What is needed.
Report each line in the items below that contains the string "json" and copy every such line in full. Case matters when matching.

Entries provided.
.....

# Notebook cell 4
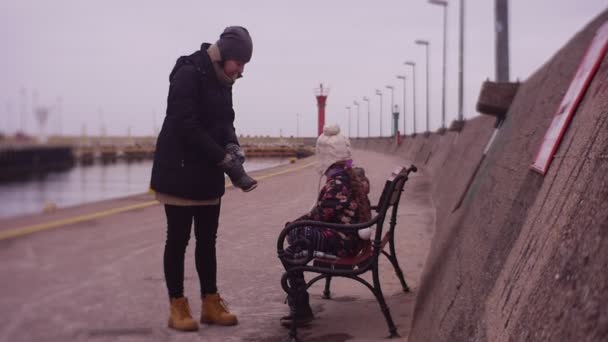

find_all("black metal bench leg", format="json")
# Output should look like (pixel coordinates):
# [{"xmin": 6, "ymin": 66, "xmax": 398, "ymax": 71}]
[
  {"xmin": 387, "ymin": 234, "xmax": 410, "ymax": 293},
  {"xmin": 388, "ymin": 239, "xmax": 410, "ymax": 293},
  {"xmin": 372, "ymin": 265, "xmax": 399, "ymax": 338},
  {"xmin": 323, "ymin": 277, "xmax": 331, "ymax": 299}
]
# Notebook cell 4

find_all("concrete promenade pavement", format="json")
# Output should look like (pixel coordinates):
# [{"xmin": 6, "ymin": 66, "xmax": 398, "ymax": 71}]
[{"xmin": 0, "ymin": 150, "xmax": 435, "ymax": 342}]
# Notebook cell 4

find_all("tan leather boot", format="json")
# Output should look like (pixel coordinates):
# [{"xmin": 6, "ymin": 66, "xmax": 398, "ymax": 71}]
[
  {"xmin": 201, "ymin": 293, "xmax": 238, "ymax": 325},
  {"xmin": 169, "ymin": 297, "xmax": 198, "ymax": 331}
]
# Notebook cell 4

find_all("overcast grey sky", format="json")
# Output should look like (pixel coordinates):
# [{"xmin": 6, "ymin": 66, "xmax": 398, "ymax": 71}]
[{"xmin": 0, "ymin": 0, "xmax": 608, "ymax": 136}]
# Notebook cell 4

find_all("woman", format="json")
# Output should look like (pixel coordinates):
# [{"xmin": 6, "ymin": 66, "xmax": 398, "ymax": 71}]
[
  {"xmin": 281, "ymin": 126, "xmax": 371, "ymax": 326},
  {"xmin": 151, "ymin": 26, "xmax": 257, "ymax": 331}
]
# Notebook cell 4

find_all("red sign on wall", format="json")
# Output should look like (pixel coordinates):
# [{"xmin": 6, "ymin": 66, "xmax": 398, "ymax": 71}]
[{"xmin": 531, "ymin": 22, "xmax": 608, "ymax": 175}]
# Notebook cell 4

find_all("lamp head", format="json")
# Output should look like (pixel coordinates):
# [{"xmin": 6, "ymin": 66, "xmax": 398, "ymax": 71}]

.....

Exercise response.
find_all("black metal bench leg", format="json")
find_all("concrete promenade pavement", format="json")
find_all("tan leather boot", format="json")
find_all("overcast grey sky", format="json")
find_all("woman", format="json")
find_all("red sign on wall", format="json")
find_all("lamp head", format="json")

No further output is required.